Stored records:
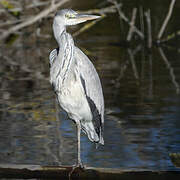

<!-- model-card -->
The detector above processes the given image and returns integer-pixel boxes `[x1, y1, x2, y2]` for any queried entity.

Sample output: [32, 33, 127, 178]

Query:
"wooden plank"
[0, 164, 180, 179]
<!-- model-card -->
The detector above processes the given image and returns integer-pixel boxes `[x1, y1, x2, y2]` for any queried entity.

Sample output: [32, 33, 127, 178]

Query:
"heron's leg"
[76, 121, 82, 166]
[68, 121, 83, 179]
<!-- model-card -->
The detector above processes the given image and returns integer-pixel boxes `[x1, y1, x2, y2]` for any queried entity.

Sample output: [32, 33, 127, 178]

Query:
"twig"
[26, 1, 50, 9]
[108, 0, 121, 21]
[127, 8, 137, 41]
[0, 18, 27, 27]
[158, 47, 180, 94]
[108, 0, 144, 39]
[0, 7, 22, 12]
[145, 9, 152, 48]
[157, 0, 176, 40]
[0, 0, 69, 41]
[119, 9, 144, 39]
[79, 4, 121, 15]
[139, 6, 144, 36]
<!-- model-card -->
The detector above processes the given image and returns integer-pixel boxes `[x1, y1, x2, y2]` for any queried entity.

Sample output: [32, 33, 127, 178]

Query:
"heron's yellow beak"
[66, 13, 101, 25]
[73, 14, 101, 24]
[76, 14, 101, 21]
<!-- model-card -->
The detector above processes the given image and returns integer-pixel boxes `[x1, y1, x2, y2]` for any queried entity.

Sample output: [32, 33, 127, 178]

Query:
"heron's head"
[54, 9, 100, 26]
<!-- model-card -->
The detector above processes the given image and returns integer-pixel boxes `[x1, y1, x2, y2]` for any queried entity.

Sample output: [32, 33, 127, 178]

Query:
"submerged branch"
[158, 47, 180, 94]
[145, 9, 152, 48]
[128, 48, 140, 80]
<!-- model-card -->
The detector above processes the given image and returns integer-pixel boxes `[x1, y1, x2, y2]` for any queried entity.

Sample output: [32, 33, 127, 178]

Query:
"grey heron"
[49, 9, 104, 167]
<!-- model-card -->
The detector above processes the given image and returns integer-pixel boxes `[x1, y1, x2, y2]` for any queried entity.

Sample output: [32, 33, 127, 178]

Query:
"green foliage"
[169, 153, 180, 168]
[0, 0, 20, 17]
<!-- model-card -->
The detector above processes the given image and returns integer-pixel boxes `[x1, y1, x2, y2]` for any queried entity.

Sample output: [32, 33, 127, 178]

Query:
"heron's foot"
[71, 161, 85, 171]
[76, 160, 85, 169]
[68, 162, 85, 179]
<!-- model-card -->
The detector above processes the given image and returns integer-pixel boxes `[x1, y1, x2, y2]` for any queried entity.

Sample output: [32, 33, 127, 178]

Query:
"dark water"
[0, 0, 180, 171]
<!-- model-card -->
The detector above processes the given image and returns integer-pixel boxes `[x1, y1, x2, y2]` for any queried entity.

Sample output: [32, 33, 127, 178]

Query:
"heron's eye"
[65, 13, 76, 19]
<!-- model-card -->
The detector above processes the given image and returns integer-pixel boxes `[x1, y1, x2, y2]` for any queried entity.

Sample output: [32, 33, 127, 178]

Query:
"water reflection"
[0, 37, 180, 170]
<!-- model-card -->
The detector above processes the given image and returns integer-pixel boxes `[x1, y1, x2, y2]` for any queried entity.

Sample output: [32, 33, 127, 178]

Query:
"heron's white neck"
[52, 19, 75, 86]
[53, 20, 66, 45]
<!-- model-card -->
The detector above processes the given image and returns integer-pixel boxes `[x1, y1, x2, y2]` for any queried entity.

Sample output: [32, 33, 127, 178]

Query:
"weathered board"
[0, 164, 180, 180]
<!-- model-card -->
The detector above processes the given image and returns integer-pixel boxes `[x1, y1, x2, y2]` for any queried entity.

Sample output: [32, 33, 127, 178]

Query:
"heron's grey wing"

Try it>
Repeat the records above verbatim. Include none of the pictures.

Answer to this exercise>
<!-- model-card -->
The detector above processes the given image and returns integer-pixel boxes `[x1, y1, x2, y2]` for any queried entity.

Sample output: [32, 33, 127, 178]

Query:
"wooden plank"
[0, 164, 180, 179]
<!-- model-card -->
The detector above processes the given image and returns integer-pixel boxes `[x1, y1, x2, y2]` for any queried entity.

Sample output: [32, 33, 127, 178]

Query:
"heron's leg"
[76, 121, 82, 166]
[68, 121, 83, 179]
<!-- model-card -->
The detector above processes the given image and returns integer-pixel boxes `[x1, y1, x2, y2]` for any queried entity.

Sample output: [32, 33, 127, 178]

Query:
"twig"
[26, 1, 50, 9]
[108, 0, 121, 21]
[127, 8, 137, 41]
[0, 18, 27, 27]
[158, 47, 180, 94]
[108, 0, 144, 39]
[0, 7, 22, 12]
[145, 9, 152, 48]
[157, 0, 176, 40]
[0, 0, 69, 41]
[119, 9, 144, 39]
[79, 4, 121, 15]
[139, 6, 144, 36]
<!-- model-card -->
The detector above processes the given image and returns integer-pixel boxes `[x1, y1, x2, y2]` for any queried entity.

Sample output: [32, 33, 127, 178]

Query:
"heron's yellow beak"
[66, 13, 101, 25]
[73, 14, 101, 24]
[76, 14, 101, 21]
<!-- model-card -->
The detector above processes the given image and returns integer-pixel boxes `[x1, y1, x2, y2]` for any queried entity.

Sample output: [32, 33, 127, 178]

Query:
"heron's head"
[54, 9, 100, 26]
<!-- model-card -->
The detector above processes the given image and returns integer-pixel boxes `[x1, y1, x2, y2]` for any queried entity.

Sample output: [32, 33, 127, 178]

Query:
"submerged branch"
[158, 47, 180, 94]
[145, 9, 152, 48]
[128, 48, 140, 80]
<!-- model-card -->
The detector above processes the given image and returns integer-pixel boxes `[x1, y1, x2, y2]` for any queried entity.

Sample output: [32, 33, 127, 178]

Query:
"grey heron"
[49, 9, 104, 167]
<!-- model-card -->
The detector above processes the given image and returns integer-pixel boxes `[x1, y1, x2, y2]` for any queried entity.

Sample output: [32, 33, 127, 178]

Query:
"green foliage"
[169, 153, 180, 168]
[0, 0, 20, 17]
<!-- model-card -->
The detector above processes the given image and returns integer-pixel boxes `[x1, y1, x2, y2]` for any queried entity.

Sample output: [32, 33, 127, 178]

Query:
"heron's foot"
[71, 161, 85, 171]
[76, 160, 85, 169]
[68, 162, 85, 179]
<!-- model-card -->
The detector above processes the given image and returns integer-pixel boxes `[x1, y1, x2, y2]` for any queried entity.

Sample output: [32, 33, 127, 178]

Query:
"dark water"
[0, 0, 180, 171]
<!-- model-card -->
The detector above processes the given image and returns integer-pixel boxes `[x1, y1, x2, y2]` for any queried entity.

Sample output: [32, 33, 127, 178]

Query:
"heron's eye"
[65, 13, 76, 19]
<!-- model-card -->
The detector above processes the given image and returns integer-pixel boxes `[x1, y1, x2, y2]` for any queried entity.

Sample output: [32, 33, 127, 178]

Query:
"water reflection"
[0, 37, 180, 170]
<!-- model-card -->
The detector above processes the given image and returns integer-pixel boxes `[x1, y1, x2, y2]` for any queried entity.

Sample output: [32, 33, 127, 178]

Query:
"heron's white neck"
[52, 19, 75, 86]
[53, 20, 66, 45]
<!-- model-card -->
The detector above processes the given image and returns integer-pixel boxes `[x1, y1, x2, y2]` for any queried entity.

Sample output: [32, 33, 127, 178]

Query:
"weathered board"
[0, 164, 180, 180]
<!-- model-card -->
The detector above processes the given image and returns integer-pixel boxes `[x1, y1, x2, y2]` for any queried entity.

Sample output: [32, 33, 127, 178]

Query:
"heron's grey wing"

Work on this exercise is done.